**Tasks and exercises:**
**A.** Write out the passage on NBA coaches from "There has been" up to and including "Bucks earlier Wednesday.", copying it word for word.
**B.** In the passage on NBA coaches, who did the Nuggets move into the temporary coaching role after David Adelman also tested positive?

**Selected text:**

There has been a similar approach across the NBA in recent weeks. More than a third of the league’s 30 head coaches have entered health and safety protocols at some point this season, including Mike Budenholzer of the defending-champion Milwaukee Bucks earlier Wednesday.
Some assistants who have stepped in as acting coach, such as Indiana’s Lloyd Pierce, the Lakers’ David Fizdale, and the Clippers’ Brian Shaw, are former head coaches used to the position’s responsibilities. Others, such as Denver’s David Adelman, Sacramento’s Doug Christie, and former Sixers assistant Kevin Young, are considered some of the league’s up-and-comers. The Nuggets had to go even further down their bench when Adelman also tested positive during his stint, promoting Popeye Jones to the temporary role.
Indiana coach Rick Carlisle, one of the first head coaches to enter health and safety protocols this season, said he stayed in touch with his staff and offered insights through Zoom meetings. But a particular direction to those assistants was uttered separately by him and Phoenix’s Monty Williams: Go with your gut.
“[Young] had a lot thrown on his plate, just like that,” Williams told reporters ahead of the Suns’ game in New Orleans Tuesday night, “and the last thing I wanted to do was be an armchair quarterback. … I just told Kev [to] go with his gut, make every decision he felt necessary. We talk a lot. I stayed in touch with all the players from time to time without being too overbearing, just to be an encourager.”
Added Carlisle: “They needed to follow their gut instincts and they needed to coach the game as they felt it should be coached. Because I know how it is in this league. If you don’t do it like that, it can be so difficult. There are thousands of events that happen in an NBA game, and you’ve got to constantly process everything that’s’ going on to make the right decisions.”

**Given entries:**
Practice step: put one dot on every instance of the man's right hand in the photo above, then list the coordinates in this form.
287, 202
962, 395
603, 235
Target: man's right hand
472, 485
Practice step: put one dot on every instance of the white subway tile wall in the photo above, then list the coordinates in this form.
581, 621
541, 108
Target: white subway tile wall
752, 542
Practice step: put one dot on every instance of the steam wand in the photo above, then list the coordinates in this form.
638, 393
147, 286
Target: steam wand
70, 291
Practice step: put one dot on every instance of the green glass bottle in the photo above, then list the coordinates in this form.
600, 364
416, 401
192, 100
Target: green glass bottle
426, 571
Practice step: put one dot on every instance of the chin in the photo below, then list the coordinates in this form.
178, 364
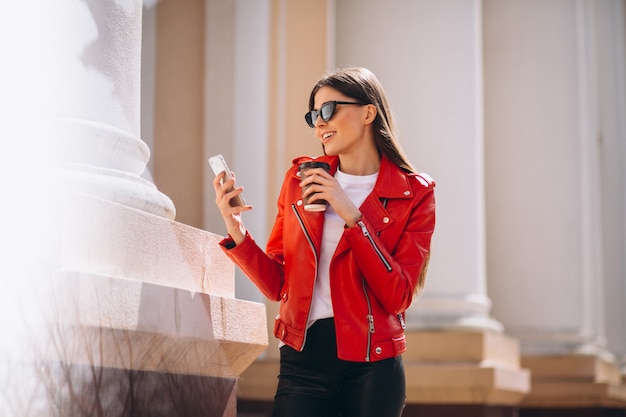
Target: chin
328, 151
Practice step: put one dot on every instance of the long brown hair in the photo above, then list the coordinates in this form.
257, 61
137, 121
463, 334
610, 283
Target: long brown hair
362, 85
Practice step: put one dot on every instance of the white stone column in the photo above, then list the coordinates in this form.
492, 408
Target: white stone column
545, 241
93, 78
554, 84
428, 56
104, 291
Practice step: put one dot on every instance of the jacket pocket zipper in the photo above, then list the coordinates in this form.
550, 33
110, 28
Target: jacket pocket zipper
366, 233
370, 320
308, 238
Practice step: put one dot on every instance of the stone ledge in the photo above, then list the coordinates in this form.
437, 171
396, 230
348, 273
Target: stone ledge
476, 348
441, 368
449, 384
123, 324
574, 381
102, 238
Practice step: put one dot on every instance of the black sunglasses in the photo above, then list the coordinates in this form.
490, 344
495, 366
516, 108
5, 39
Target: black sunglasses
326, 111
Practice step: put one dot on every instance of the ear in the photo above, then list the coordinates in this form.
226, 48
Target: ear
370, 116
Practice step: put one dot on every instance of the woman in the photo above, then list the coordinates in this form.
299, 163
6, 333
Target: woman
344, 277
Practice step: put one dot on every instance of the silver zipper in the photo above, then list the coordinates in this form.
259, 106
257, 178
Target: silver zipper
366, 233
401, 319
316, 256
370, 320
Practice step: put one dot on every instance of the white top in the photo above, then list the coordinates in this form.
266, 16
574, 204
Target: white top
357, 188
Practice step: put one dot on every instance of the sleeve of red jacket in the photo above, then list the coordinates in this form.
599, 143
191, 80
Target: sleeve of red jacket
395, 289
265, 270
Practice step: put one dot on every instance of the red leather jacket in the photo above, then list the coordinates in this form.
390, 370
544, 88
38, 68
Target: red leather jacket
378, 266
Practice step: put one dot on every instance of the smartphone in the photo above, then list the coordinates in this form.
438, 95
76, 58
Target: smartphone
218, 164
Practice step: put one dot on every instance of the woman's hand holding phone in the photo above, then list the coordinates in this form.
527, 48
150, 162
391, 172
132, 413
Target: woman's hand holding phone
228, 199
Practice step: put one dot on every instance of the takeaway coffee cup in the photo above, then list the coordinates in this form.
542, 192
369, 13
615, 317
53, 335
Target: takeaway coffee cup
318, 204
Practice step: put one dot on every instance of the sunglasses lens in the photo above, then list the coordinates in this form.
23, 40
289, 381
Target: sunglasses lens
327, 110
311, 117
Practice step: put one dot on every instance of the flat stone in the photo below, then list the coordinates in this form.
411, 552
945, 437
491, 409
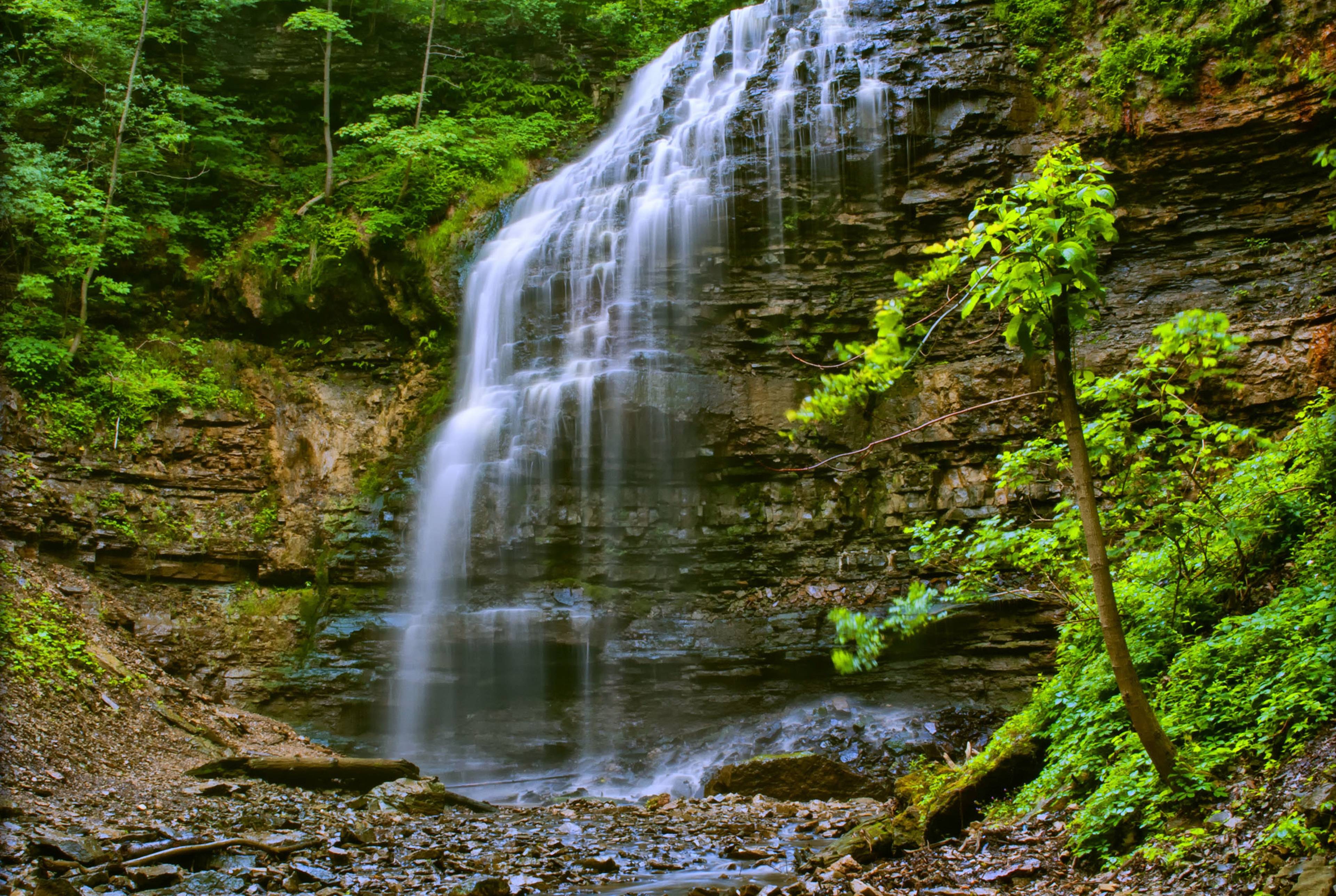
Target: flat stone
407, 795
86, 851
154, 877
313, 872
793, 776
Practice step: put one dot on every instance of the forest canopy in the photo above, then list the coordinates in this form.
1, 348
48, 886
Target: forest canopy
220, 135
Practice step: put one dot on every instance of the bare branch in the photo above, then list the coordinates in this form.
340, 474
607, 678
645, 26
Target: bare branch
916, 429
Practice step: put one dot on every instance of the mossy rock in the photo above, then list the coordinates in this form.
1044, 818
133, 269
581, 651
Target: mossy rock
794, 776
945, 800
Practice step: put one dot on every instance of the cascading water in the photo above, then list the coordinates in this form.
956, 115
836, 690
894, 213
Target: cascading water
574, 318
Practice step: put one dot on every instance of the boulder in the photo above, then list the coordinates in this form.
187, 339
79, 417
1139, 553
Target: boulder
793, 776
426, 796
944, 800
86, 851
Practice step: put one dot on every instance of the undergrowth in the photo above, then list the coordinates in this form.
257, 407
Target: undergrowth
1150, 47
39, 639
1224, 551
114, 388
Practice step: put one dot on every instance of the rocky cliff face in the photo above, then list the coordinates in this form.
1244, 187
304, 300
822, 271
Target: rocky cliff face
278, 495
1219, 209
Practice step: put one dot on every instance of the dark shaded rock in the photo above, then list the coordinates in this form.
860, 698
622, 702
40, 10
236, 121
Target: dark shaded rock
1317, 879
793, 776
55, 887
313, 872
216, 788
154, 877
948, 800
603, 864
482, 886
86, 851
210, 883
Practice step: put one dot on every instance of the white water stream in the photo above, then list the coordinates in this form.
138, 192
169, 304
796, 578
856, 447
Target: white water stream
570, 309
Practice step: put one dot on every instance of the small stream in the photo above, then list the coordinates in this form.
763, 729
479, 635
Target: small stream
528, 703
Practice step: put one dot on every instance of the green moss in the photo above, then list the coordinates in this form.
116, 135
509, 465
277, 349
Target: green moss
1148, 47
41, 641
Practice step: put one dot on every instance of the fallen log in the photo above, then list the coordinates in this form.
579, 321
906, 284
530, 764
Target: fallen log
468, 803
310, 771
192, 848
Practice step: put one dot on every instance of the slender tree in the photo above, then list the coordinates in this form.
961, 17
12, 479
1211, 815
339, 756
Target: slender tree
332, 26
111, 178
1031, 254
418, 114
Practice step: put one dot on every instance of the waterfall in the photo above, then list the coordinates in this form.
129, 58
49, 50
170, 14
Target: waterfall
572, 312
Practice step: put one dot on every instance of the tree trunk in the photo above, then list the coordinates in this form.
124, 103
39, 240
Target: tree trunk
418, 117
111, 182
329, 138
1144, 720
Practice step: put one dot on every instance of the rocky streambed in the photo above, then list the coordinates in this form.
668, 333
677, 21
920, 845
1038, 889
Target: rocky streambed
217, 838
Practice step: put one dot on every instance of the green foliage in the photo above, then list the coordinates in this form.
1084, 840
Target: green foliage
905, 616
323, 22
1226, 580
1024, 248
110, 381
39, 640
1326, 158
1147, 43
216, 165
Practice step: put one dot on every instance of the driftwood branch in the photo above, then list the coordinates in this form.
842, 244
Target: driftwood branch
192, 848
310, 771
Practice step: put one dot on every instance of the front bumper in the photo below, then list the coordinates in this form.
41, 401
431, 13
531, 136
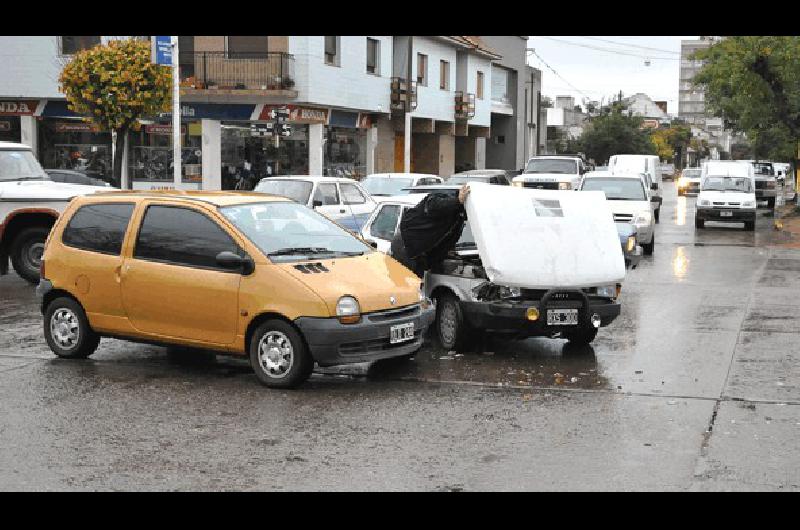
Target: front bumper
331, 342
738, 215
510, 316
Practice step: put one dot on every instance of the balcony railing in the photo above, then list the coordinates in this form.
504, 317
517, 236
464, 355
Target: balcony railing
237, 71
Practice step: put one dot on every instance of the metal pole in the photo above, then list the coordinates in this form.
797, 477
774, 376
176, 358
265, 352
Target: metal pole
176, 116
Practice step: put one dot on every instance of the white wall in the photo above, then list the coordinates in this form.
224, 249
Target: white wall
29, 66
347, 85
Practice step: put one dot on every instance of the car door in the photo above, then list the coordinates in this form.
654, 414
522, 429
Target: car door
326, 200
171, 283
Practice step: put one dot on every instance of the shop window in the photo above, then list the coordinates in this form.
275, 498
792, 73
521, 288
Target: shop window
351, 194
422, 69
326, 195
244, 47
373, 56
444, 75
72, 45
332, 51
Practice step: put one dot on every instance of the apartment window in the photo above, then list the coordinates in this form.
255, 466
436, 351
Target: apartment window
444, 75
242, 47
422, 69
332, 51
72, 45
373, 55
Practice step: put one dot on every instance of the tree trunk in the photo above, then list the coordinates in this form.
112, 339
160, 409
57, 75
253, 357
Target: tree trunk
119, 155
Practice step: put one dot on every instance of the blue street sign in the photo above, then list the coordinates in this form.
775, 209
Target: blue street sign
162, 50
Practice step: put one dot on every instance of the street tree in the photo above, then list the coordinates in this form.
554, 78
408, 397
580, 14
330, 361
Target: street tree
615, 132
114, 85
753, 83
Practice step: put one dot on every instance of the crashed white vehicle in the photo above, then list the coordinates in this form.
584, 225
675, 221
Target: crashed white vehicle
30, 203
563, 282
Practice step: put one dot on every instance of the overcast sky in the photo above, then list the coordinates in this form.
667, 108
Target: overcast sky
596, 67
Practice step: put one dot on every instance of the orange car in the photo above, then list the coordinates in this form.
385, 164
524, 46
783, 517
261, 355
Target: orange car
241, 273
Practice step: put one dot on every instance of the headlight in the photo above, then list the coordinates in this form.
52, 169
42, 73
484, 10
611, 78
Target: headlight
643, 218
348, 310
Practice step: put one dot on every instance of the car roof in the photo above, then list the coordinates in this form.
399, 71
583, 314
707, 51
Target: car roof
14, 146
216, 198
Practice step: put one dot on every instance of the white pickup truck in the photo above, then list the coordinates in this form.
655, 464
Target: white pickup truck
30, 203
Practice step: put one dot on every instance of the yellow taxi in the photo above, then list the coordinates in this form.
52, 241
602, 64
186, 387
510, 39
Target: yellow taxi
238, 273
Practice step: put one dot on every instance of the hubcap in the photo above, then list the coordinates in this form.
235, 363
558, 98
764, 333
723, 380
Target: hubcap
447, 323
275, 354
64, 328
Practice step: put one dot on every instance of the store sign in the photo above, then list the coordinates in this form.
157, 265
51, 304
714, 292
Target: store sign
164, 130
17, 107
77, 126
297, 114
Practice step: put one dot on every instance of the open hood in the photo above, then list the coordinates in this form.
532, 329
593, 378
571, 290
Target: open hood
544, 239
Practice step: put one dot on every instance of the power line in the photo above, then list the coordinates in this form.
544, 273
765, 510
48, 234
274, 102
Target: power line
633, 45
609, 50
557, 74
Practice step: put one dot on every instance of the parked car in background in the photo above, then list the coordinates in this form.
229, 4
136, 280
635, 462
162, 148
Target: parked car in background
340, 199
240, 273
74, 177
489, 176
727, 194
30, 203
689, 181
388, 184
629, 199
547, 172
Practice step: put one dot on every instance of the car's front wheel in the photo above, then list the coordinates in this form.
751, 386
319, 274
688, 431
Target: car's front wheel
278, 355
67, 330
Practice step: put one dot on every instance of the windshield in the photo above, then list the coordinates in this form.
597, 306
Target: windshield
286, 231
20, 165
297, 190
617, 189
386, 186
544, 165
727, 184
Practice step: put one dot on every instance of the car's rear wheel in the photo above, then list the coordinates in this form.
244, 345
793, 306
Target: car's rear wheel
453, 330
278, 355
67, 330
26, 252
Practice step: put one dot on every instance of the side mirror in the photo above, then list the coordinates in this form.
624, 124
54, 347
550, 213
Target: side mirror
229, 260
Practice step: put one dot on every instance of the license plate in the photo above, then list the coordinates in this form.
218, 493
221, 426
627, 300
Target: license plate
562, 317
401, 333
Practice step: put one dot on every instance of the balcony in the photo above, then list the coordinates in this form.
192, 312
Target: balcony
465, 105
228, 72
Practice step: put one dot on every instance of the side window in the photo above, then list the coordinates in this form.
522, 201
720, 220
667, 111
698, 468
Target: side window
326, 194
183, 236
98, 227
385, 222
351, 194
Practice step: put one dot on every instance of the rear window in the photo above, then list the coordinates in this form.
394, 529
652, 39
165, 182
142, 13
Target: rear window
98, 227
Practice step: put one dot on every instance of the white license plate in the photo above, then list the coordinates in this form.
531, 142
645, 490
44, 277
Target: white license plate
401, 333
562, 317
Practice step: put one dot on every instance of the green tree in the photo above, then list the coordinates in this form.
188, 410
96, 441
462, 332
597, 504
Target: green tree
614, 132
753, 83
113, 86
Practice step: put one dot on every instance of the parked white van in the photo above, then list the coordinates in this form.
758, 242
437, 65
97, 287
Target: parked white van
648, 164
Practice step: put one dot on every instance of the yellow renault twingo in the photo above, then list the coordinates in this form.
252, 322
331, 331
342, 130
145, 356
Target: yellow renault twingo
242, 273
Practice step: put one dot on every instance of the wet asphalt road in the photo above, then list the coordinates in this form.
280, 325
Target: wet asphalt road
695, 387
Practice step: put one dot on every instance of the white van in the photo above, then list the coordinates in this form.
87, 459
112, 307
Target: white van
648, 164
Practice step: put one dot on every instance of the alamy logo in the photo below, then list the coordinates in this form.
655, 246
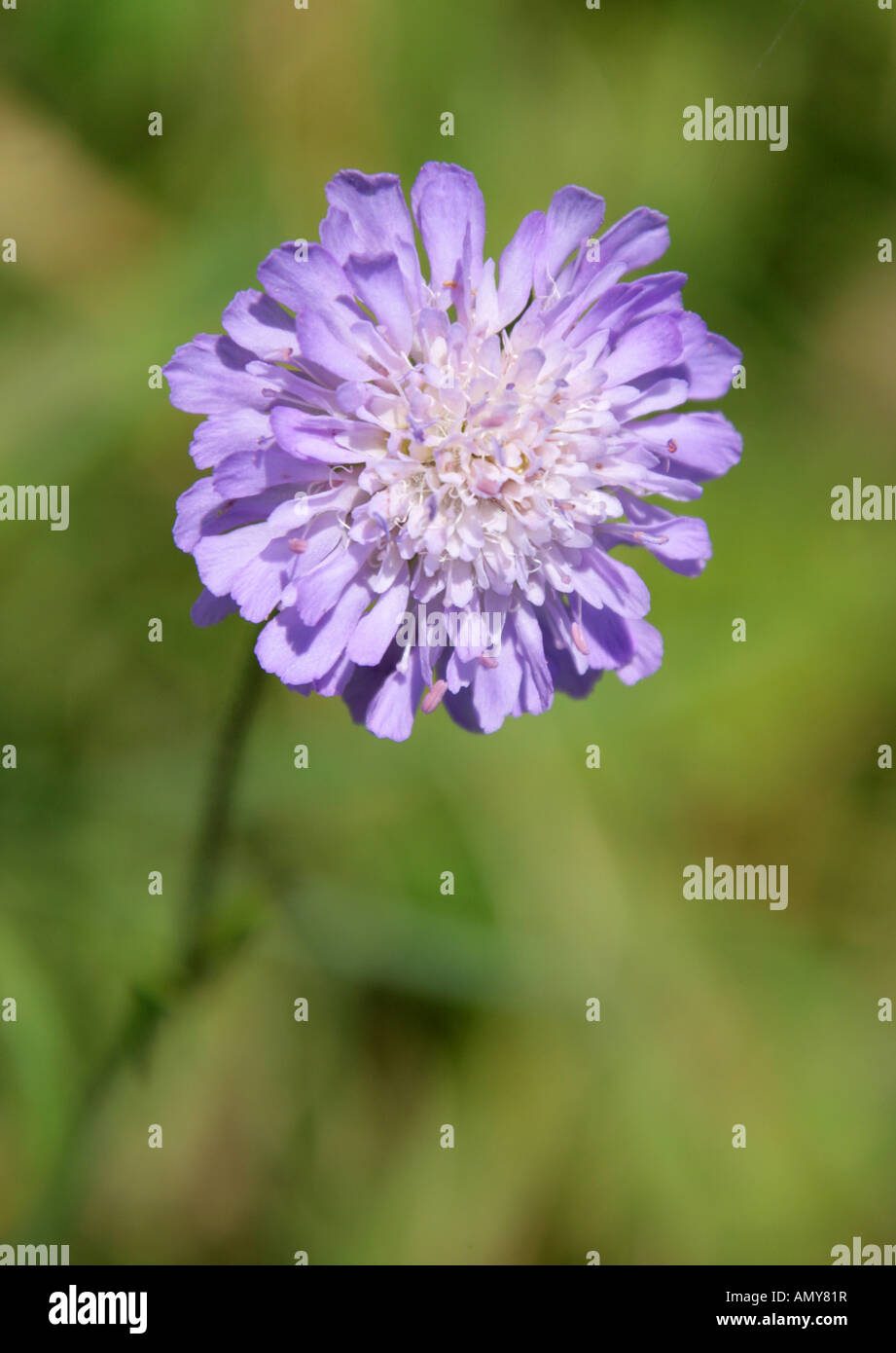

**Results for each task:**
**A.**
There has been a similar approach across the NBA in recent weeks. More than a third of the league’s 30 head coaches have entered health and safety protocols at some point this season, including Mike Budenholzer of the defending-champion Milwaukee Bucks earlier Wednesday.

**B.** Popeye Jones